═════ DOCUMENT
Zusammenfassung
Zusammenfassung
A serious and in-depth look at one of the great legends of Hollywood by the London film critic and author of Audrey: Her Real Story .
Elizabeth Taylor was perhaps the most "public" of the great stars: an Oscar-winning actress who lived her entire life in the glare of the spotlights. Much has been written about her, but now--with the readability, sensitivity, and thoroughness that have made his previous biographies bestsellers--Alexander Walker explores the roots of Taylor's extraordinary personality and extraordinary life.
Here is a life to rival the very movies she played in, told with immense candor, wit, and sympathy: from her privileged London childhood, the enormous influence of her strong-willed mother, and her swift rise to stardom in such films as National Velvet , A Place in the Sun , and the catastrophe-ridden Cleopatra ; to her six husbands, her desperate need to love and be loved, her obsession with jewelry, and the amazing resilience that helped her weather not only condemnation for "the most public adultery in history," but also dramatic illnesses that brought her to the verge of death--and, according to her, beyond.
══════════
* STATED PROBLEM 1: Copy the entries verbatim, starting at the line that contains "Target: storefront window" and continuing through the final line of the entries, with both ends included.
The book description above has no connection to the entries that follow it.
═════ DATA
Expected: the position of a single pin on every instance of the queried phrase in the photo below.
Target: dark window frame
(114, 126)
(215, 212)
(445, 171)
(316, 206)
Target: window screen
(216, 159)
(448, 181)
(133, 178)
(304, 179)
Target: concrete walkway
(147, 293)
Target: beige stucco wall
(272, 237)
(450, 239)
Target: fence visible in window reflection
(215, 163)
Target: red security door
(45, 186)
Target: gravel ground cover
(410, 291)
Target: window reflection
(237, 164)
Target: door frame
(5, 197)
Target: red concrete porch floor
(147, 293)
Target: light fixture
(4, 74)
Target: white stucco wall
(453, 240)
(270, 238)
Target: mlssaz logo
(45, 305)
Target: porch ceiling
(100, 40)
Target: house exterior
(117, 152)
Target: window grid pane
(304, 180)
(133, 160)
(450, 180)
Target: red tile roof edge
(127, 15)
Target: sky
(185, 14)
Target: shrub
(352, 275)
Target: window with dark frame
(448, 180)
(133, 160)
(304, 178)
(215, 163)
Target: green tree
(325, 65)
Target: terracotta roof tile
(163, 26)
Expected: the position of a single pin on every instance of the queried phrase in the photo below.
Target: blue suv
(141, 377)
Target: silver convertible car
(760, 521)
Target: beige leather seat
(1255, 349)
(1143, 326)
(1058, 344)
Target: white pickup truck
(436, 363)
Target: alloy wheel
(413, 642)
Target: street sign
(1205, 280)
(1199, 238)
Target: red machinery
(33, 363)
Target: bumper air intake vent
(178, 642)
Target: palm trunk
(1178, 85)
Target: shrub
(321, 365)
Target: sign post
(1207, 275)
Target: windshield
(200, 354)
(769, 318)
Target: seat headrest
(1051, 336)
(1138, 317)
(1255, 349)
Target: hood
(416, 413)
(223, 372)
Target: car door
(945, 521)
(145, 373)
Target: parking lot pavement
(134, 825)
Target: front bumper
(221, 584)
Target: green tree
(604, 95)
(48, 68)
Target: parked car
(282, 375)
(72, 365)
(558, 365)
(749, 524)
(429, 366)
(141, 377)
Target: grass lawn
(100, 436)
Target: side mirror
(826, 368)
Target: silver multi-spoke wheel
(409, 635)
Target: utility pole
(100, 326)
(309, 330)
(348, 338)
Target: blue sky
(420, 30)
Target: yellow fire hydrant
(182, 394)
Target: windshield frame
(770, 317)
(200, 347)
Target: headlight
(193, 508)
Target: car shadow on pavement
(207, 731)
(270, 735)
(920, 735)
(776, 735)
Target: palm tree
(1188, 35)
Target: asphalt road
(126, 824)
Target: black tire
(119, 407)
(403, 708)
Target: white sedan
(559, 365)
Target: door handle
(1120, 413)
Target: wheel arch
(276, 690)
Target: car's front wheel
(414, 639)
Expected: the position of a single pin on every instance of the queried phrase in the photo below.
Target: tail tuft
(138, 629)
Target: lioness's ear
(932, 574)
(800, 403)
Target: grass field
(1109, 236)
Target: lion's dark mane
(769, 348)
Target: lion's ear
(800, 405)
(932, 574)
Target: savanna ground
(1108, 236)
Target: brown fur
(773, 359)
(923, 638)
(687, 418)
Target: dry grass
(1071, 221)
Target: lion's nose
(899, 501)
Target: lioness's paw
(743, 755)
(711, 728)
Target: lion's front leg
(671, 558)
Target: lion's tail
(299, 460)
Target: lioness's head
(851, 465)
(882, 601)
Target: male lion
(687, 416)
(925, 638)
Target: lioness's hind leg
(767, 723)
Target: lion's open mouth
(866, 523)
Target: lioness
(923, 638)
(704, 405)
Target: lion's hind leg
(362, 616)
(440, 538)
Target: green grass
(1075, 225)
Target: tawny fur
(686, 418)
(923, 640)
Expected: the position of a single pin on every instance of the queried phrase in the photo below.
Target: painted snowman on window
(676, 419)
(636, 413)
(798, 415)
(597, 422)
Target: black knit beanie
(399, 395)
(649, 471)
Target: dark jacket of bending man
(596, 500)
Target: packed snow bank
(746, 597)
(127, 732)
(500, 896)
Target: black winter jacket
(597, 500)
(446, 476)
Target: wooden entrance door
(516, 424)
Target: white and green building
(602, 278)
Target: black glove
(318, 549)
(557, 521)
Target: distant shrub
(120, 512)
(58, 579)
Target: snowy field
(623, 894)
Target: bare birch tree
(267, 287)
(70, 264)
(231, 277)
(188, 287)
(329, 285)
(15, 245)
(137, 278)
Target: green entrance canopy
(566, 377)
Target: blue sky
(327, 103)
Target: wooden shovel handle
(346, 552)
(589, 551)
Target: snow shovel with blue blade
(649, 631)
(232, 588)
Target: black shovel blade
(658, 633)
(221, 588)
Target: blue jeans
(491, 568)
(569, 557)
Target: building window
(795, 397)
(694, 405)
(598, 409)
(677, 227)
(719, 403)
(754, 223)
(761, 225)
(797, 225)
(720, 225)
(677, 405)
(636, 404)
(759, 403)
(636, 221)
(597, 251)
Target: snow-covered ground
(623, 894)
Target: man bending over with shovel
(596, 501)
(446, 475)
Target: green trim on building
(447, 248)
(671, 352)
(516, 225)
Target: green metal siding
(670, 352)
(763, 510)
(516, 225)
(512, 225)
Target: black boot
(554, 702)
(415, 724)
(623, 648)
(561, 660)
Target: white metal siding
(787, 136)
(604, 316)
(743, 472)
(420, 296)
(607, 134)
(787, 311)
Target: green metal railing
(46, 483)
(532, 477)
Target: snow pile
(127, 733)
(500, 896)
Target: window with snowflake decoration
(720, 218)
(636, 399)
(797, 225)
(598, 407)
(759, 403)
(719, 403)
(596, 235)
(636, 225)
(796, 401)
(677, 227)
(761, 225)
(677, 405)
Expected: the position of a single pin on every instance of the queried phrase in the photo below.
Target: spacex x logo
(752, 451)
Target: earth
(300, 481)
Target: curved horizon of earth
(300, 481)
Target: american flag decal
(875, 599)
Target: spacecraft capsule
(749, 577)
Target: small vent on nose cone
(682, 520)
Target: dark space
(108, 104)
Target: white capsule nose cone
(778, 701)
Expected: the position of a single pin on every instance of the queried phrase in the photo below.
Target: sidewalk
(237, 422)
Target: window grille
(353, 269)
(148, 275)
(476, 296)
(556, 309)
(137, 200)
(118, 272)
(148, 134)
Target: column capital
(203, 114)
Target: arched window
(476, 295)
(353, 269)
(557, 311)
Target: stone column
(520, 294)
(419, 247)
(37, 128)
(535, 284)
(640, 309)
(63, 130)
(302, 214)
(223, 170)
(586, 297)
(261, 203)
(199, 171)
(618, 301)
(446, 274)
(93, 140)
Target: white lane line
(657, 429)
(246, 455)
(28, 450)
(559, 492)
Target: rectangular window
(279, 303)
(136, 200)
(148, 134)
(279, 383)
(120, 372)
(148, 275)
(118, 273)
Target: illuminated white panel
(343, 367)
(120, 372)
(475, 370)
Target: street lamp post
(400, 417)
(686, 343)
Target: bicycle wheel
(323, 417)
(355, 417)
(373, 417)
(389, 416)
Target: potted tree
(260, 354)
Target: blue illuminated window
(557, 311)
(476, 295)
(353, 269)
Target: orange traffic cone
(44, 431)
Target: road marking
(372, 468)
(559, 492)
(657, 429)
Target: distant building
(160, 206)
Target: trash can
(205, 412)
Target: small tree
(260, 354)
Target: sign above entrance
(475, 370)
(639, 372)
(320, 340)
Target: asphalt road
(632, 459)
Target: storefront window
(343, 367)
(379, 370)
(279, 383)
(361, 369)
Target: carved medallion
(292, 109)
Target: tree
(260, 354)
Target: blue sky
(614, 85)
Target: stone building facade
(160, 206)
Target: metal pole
══════════
* STATED PROBLEM 2: Repeat a passage from the book description verbatim. Begin at the words "Here is a life" and stop after the words "to her, beyond.".

* OUTPUT 1:
Target: storefront window
(343, 367)
(379, 370)
(279, 383)
(361, 369)
Target: carved medallion
(292, 109)
Target: tree
(260, 354)
Target: blue sky
(614, 85)
Target: stone building facade
(160, 206)
Target: metal pole

* OUTPUT 2:
Here is a life to rival the very movies she played in, told with immense candor, wit, and sympathy: from her privileged London childhood, the enormous influence of her strong-willed mother, and her swift rise to stardom in such films as National Velvet , A Place in the Sun , and the catastrophe-ridden Cleopatra ; to her six husbands, her desperate need to love and be loved, her obsession with jewelry, and the amazing resilience that helped her weather not only condemnation for "the most public adultery in history," but also dramatic illnesses that brought her to the verge of death--and, according to her, beyond.